- **WHAT IS EXPECTED**: Turn every row below into a numbered list, omitting any blank lines.

+++ INPUT ROWS

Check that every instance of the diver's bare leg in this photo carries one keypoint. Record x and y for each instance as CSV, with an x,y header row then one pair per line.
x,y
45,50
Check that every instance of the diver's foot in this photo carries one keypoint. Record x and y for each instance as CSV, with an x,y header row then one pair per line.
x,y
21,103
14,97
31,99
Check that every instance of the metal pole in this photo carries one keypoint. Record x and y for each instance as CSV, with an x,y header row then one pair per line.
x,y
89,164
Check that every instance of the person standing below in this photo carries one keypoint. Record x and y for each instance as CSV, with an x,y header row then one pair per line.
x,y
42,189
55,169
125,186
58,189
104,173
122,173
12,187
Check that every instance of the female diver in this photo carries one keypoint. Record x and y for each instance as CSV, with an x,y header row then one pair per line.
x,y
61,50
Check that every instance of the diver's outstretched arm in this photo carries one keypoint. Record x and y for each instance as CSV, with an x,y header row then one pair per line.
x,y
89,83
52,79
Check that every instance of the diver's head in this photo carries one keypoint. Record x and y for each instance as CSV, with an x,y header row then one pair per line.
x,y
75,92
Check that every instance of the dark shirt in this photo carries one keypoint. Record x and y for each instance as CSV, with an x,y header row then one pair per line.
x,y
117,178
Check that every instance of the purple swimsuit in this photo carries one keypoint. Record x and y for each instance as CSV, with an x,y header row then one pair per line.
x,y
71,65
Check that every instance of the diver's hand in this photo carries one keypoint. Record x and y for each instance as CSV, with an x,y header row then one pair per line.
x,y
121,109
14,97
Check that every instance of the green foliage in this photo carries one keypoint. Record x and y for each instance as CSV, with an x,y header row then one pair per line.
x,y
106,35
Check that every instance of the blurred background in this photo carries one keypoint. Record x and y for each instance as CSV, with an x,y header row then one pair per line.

++++++

- **SOLUTION TO THIS TASK**:
1. Check that every instance of the diver's bare leg in this photo carries one keypoint. Record x and y for each instance as CSV, with an x,y header row then one pair per line.
2. x,y
3. 45,50
4. Check that every instance of the diver's foot in this photo carries one keypoint. Record x and y for each instance as CSV, with an x,y header row then one pair per line.
5. x,y
6. 21,103
7. 14,97
8. 31,99
9. Check that every instance of the metal pole in this photo carries one keypoint. Record x and y for each instance as CSV, with an x,y header row then one pair per line.
10. x,y
11. 89,164
12. Check that every instance of the person standing below in this photo carries one keypoint. Record x and y for each instance as CSV, with an x,y header row then one pair per line.
13. x,y
14. 42,189
15. 55,169
16. 125,186
17. 58,189
18. 104,173
19. 122,173
20. 12,187
21. Check that every instance of the female diver in this photo carries one keypoint. Record x and y for each instance as CSV, with an x,y header row then one pair per line.
22. x,y
23. 61,50
24. Check that every instance of the diver's outstretched arm in this photo carries one keypoint. Record x and y for each instance as CSV, with an x,y header row then one pair per line.
25. x,y
26. 89,83
27. 52,79
28. Check that every instance of the diver's head in this photo carries one keypoint. Record x and y for each instance as CSV, with an x,y header row then one pair per line.
29. x,y
30. 75,92
31. Check that every instance of the dark shirt in this photo carries one keypoint. Record x and y for each instance as CSV, with an x,y header row then one pair per line.
32. x,y
33. 117,178
34. Check that every instance of the purple swimsuit in this photo carries one keypoint. Record x and y for each instance as CSV, with an x,y header row then one pair per line.
35. x,y
36. 71,65
37. Check that every instance of the diver's hand in this photo carries one keypoint. Record x and y for each instance as CSV, with an x,y header row then one pair per line.
38. x,y
39. 121,109
40. 14,97
41. Check that every instance of the green foliage in this photo carries one keypoint. Record x and y for each instance as CSV, with an x,y header row then one pair per line.
42. x,y
43. 106,35
44. Check that every instance of the blurred background in this photo carries one keypoint. Record x and y for each instance as CSV, with an x,y header row then one pair per line.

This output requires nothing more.